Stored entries
..........
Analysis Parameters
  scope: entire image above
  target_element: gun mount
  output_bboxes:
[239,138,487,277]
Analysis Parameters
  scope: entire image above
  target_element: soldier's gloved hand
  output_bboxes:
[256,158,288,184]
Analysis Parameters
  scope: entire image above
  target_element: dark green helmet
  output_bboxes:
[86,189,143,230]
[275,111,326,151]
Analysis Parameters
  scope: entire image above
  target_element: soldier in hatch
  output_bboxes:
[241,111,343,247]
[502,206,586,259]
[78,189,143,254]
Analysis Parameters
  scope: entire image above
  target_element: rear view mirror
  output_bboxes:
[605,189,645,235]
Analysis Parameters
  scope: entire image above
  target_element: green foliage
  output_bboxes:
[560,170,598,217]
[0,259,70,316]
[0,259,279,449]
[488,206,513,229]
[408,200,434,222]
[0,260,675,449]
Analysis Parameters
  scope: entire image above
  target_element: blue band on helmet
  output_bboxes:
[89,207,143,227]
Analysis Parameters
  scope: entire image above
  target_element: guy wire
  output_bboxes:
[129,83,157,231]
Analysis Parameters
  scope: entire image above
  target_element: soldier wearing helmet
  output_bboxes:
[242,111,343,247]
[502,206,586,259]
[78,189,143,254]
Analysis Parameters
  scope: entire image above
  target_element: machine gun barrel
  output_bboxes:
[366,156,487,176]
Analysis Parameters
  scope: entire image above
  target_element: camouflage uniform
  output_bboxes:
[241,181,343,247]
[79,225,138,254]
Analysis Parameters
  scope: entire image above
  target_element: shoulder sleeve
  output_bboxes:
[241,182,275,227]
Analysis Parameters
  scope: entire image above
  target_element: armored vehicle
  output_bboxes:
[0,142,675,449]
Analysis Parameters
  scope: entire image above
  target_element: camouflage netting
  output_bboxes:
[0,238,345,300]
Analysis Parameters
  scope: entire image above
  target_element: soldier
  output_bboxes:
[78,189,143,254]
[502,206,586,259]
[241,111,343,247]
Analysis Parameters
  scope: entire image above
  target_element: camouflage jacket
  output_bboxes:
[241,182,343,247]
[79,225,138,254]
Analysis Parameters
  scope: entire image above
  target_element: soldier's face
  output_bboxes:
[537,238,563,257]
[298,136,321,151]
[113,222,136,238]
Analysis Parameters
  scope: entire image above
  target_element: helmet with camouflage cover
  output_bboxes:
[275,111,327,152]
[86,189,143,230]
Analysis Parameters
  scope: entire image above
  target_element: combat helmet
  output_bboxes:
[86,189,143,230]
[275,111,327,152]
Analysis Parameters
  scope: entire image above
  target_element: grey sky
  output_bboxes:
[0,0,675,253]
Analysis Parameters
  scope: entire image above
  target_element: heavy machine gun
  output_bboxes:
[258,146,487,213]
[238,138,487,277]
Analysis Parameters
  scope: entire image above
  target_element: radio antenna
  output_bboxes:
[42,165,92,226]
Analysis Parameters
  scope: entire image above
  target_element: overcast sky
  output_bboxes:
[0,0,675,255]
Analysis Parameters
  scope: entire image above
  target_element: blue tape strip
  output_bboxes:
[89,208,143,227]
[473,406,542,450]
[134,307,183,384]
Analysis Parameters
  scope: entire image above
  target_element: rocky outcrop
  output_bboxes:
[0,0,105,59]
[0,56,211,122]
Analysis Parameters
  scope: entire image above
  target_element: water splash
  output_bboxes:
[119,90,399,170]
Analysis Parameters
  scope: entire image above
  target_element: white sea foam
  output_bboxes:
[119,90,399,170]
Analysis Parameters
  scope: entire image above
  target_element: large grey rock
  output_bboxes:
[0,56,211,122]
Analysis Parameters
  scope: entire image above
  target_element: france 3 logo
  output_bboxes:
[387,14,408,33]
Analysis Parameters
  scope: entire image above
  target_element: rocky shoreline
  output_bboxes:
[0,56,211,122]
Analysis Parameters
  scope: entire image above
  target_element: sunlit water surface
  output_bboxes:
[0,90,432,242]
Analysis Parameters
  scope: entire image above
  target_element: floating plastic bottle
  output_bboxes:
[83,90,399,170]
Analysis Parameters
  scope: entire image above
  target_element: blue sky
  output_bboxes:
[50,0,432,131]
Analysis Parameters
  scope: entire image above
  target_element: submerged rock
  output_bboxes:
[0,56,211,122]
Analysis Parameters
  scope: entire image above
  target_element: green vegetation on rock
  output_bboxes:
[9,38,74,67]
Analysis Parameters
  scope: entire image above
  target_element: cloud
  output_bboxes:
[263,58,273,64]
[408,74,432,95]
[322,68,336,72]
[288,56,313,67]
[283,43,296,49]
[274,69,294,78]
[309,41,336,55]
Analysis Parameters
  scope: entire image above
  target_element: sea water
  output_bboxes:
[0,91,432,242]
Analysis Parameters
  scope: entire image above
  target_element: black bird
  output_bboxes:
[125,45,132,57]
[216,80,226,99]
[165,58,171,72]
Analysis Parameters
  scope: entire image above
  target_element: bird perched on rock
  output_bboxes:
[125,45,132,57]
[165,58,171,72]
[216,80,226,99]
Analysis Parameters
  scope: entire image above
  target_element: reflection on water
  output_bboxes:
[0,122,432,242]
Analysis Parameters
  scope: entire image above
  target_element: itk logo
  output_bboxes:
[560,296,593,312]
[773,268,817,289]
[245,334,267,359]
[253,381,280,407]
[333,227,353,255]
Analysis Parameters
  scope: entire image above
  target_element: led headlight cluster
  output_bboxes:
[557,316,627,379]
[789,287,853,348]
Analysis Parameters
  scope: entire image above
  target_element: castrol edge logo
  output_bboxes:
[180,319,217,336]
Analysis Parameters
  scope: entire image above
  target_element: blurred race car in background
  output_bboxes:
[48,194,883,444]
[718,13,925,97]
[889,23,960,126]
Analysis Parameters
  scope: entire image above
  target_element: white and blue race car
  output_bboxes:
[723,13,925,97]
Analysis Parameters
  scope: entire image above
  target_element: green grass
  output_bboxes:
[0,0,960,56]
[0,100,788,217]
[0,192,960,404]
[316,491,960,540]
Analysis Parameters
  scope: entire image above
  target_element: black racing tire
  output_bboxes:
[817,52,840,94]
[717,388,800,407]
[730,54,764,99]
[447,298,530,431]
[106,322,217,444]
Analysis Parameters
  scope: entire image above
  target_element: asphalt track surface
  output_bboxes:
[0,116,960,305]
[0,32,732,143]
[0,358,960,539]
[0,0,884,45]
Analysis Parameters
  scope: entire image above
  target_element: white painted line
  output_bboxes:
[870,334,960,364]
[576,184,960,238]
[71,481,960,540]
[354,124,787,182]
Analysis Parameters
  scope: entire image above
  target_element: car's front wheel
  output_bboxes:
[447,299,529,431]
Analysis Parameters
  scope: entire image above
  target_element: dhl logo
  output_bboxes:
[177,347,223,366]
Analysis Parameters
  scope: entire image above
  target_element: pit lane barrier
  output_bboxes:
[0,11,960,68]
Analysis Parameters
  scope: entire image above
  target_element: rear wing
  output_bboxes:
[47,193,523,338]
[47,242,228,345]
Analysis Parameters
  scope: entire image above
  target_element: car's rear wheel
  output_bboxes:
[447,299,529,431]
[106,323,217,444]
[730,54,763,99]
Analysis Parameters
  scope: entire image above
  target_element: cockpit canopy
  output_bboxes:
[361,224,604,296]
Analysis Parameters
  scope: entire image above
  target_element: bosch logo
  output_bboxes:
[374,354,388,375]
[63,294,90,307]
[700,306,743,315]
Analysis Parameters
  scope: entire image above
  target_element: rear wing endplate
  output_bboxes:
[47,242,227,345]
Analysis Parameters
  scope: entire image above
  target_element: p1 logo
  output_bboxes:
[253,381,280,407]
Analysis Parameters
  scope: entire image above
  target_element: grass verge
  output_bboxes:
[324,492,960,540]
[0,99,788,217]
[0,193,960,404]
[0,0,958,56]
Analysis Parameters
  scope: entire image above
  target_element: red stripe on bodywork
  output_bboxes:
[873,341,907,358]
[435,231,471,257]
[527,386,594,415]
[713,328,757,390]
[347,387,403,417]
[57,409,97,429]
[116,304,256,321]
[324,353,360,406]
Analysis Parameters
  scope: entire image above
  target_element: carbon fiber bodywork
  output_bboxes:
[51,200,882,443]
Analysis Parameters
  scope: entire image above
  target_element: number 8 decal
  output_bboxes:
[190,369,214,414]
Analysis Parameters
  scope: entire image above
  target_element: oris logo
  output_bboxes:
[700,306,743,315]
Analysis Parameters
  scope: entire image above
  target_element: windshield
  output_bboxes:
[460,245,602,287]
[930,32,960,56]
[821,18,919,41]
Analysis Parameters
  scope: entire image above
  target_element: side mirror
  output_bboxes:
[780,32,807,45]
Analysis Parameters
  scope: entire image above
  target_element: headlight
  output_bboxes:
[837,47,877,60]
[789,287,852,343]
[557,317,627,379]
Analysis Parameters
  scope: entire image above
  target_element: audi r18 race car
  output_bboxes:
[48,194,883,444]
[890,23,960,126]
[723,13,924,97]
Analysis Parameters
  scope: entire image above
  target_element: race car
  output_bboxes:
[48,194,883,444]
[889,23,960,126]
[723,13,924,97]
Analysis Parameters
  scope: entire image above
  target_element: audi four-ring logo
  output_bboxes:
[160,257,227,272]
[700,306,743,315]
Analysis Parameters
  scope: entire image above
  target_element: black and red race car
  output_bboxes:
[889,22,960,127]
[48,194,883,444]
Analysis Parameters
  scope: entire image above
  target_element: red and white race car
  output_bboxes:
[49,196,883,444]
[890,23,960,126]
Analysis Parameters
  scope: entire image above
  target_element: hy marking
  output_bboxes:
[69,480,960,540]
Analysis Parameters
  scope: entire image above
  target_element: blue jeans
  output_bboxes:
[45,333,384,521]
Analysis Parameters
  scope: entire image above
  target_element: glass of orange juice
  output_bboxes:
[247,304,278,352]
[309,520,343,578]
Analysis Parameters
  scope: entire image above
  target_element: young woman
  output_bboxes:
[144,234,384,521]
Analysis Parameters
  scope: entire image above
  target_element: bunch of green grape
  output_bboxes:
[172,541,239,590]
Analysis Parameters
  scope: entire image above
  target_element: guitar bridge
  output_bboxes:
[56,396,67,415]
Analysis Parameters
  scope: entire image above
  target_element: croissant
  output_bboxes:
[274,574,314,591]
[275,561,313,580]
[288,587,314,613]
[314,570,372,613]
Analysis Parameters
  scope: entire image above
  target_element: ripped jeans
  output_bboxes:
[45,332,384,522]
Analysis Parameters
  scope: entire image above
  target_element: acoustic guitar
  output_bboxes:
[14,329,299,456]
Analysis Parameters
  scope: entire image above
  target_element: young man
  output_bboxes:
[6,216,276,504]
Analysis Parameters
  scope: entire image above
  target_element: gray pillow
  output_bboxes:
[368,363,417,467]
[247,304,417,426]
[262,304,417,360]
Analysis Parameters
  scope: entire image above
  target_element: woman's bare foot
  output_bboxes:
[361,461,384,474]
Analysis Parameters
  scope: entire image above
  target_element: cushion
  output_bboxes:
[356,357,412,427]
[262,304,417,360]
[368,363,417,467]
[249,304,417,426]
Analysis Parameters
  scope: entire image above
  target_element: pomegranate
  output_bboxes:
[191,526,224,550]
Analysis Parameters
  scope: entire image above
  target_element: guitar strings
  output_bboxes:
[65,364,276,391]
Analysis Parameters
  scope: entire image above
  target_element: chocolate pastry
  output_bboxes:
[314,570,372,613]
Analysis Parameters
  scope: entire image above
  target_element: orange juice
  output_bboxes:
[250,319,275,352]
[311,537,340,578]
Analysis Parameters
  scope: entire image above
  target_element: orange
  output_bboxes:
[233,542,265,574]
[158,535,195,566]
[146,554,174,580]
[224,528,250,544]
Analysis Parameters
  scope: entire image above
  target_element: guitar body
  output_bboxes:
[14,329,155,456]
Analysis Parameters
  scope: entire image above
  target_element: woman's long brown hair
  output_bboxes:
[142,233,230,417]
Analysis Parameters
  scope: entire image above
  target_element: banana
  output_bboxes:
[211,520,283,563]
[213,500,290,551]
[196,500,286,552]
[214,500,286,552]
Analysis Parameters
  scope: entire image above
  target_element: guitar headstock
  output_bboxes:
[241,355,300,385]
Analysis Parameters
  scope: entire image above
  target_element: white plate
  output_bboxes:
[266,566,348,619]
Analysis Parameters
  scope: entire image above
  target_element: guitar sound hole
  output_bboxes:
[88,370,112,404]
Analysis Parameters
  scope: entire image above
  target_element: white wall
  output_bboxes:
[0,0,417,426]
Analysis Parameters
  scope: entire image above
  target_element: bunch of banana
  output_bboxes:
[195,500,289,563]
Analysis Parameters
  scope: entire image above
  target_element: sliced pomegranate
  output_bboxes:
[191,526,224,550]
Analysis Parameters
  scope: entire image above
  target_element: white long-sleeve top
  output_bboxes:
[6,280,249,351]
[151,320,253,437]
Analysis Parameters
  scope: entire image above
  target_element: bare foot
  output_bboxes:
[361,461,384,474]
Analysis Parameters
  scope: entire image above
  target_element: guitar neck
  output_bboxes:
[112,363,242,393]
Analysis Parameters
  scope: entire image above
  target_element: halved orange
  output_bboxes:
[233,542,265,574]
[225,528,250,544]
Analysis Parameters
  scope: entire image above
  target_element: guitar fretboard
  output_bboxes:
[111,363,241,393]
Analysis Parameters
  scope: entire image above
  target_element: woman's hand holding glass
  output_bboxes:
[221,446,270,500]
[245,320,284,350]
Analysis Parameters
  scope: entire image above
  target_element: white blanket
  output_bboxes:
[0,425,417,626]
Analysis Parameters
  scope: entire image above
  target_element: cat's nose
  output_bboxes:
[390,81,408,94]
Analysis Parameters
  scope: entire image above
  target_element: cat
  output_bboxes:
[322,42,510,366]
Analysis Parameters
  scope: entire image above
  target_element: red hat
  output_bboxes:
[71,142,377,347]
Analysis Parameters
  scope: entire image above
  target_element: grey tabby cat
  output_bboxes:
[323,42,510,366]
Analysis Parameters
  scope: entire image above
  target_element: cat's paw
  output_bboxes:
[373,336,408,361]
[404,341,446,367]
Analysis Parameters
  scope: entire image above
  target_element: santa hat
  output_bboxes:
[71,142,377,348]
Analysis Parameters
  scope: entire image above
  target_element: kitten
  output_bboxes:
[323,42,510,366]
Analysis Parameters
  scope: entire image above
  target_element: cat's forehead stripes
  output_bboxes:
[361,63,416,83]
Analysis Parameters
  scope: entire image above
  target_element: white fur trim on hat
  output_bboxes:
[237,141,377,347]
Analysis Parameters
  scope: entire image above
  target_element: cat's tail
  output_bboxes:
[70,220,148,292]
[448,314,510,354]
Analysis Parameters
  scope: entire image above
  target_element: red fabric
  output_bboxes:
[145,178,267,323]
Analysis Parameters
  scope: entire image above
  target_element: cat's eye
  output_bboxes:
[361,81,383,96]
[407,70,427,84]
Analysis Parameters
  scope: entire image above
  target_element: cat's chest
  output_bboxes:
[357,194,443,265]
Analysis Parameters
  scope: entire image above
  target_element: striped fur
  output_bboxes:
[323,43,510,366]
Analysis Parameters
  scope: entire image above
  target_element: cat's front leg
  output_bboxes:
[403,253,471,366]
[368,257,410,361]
..........
§ **PROMPT**: Duplicate the listing above, starting from its first line and ending after the line containing "[0,260,675,449]".

§ **RESPONSE TO THIS TASK**:
Analysis Parameters
  scope: entire image above
  target_element: gun mount
  output_bboxes:
[239,138,487,277]
Analysis Parameters
  scope: entire image above
  target_element: soldier's gloved hand
  output_bboxes:
[256,158,288,184]
Analysis Parameters
  scope: entire image above
  target_element: dark green helmet
  output_bboxes:
[86,189,143,230]
[275,111,326,151]
Analysis Parameters
  scope: entire image above
  target_element: soldier in hatch
  output_bboxes:
[241,111,343,247]
[502,206,586,259]
[78,189,143,254]
Analysis Parameters
  scope: entire image above
  target_element: rear view mirror
  output_bboxes:
[605,189,645,235]
Analysis Parameters
  scope: entire image above
  target_element: green foliage
  output_bboxes:
[560,170,598,217]
[0,259,70,316]
[0,259,279,449]
[488,206,513,229]
[408,200,434,222]
[0,260,675,449]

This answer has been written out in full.